Set task = Copy out all of the rows below, changing "integer pixel coordinates" to "whole-number pixel coordinates" and leaving everything else exactly the same.

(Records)
#####

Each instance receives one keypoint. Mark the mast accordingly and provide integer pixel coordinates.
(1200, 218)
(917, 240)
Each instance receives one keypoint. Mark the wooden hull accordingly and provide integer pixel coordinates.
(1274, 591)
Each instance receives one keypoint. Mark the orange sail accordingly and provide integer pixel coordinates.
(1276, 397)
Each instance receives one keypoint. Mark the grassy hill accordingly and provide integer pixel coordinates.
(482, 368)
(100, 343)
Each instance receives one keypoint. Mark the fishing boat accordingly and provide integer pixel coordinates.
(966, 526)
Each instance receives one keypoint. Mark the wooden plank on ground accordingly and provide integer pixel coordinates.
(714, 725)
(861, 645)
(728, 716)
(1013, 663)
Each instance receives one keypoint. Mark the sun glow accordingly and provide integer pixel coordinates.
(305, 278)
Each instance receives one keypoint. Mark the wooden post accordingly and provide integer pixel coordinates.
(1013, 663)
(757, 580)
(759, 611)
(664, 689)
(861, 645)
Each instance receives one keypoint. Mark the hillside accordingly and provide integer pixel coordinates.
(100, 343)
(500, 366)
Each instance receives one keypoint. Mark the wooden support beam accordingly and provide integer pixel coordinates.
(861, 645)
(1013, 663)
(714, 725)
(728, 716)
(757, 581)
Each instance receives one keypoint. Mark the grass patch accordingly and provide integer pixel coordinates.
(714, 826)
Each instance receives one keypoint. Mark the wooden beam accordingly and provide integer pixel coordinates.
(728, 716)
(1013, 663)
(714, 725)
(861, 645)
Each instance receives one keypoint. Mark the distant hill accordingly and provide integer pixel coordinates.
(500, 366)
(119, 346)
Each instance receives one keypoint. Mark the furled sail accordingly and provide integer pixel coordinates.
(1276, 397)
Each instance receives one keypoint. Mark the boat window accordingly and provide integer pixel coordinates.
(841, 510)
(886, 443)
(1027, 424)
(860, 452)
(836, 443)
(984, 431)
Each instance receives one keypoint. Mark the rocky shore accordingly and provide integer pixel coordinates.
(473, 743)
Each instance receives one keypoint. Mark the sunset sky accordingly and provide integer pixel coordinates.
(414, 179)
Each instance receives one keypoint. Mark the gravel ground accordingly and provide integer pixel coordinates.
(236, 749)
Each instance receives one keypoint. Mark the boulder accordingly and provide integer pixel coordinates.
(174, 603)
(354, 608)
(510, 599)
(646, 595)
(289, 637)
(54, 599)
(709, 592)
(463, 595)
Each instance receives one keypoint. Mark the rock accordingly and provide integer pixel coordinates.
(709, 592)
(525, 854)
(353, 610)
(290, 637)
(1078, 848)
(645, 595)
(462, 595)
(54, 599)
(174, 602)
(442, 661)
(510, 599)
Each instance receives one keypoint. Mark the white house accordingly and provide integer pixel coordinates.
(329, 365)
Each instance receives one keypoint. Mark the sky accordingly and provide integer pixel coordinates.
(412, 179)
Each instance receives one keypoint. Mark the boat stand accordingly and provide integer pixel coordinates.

#####

Result of the exercise =
Each instance receives one keypoint. Mark the mast accordingly and provide whole-number pixel coordinates.
(1200, 218)
(917, 240)
Each instance receives one keypoint. Mark the wooden hull accordingly and provide whole-number pixel coordinates.
(1274, 591)
Each instance receives one keypoint. Mark the orange sail accordingly and provide whole-number pixel coordinates.
(1276, 397)
Each instance receives one keypoint. Mark the grassy hill accordingly and provide whole-number pixel coordinates.
(482, 368)
(100, 343)
Each instance receives one keypoint. Mark the fishing boat accordingly and provide whole-number pixel coordinates.
(966, 526)
Each instance receives one keypoint. Mark the wooden plank on ground accordingly and provide whole-number pixel coordinates.
(714, 725)
(861, 645)
(728, 716)
(1013, 663)
Each instance receives one keypoint. Mark the sun glow accordingly and provide whole-number pixel coordinates.
(305, 278)
Each instance receives one keypoint. Mark the wooden post accordingly and provide whole-number pixel coordinates.
(1013, 663)
(757, 580)
(759, 611)
(664, 689)
(861, 645)
Each instance receives one keypoint. Mark the hillside accordingly and provide whole-number pixel coordinates.
(100, 343)
(500, 366)
Each instance receives one keypoint. Mark the wooden support beam accordingly and provide whole-number pixel coordinates.
(861, 645)
(1013, 663)
(714, 725)
(728, 716)
(757, 581)
Each instance receives one keypoint. Mark the grass patch accordingly and provide whole-number pixel coordinates.
(714, 826)
Each instance receives one keypoint. Mark the wooden beam accordingly and provide whole-number pixel coordinates.
(728, 716)
(1013, 663)
(714, 725)
(861, 645)
Each instance receives one keypoint. Mark the distant hill accordingly and provide whole-number pixel coordinates.
(500, 366)
(119, 346)
Each instance receives one keypoint. Mark the furled sail accordingly and provide whole-number pixel coordinates.
(1276, 397)
Each instance receives one keypoint. Mark the boat window accordingly and provide whole-number pixel coordinates.
(841, 510)
(886, 443)
(1027, 424)
(860, 452)
(836, 443)
(984, 431)
Each instance receives one keypoint. Mark the rocky shore accordingly and provide whole-number pixel coordinates.
(473, 743)
Each instance receives one keypoint. Mark the sunset sky accordingly and provide whole-number pixel coordinates.
(414, 179)
Each instance receives one keypoint. Mark the gravel ground accordingly and provide whole-number pixel coordinates.
(236, 749)
Each instance receives one keypoint. Mark the boulder accordingly and provide whole-number pixel coordinates.
(174, 603)
(354, 608)
(510, 599)
(646, 595)
(289, 637)
(54, 599)
(709, 592)
(463, 595)
Each instance receives one keypoint. Mark the rock accordingly and provide whole-number pixel coordinates.
(709, 592)
(525, 854)
(353, 610)
(290, 637)
(1078, 848)
(645, 595)
(462, 595)
(54, 599)
(174, 602)
(442, 661)
(510, 599)
Each instance receives one keypoint. Mark the white house accordingly and provide whole-number pixel coordinates.
(329, 365)
Each instance receives one keypoint. Mark the sky accordingly and provide whole-number pixel coordinates.
(412, 179)
Each instance receives one keypoint. Mark the boat stand accordingly and provide whole-number pixel coordinates.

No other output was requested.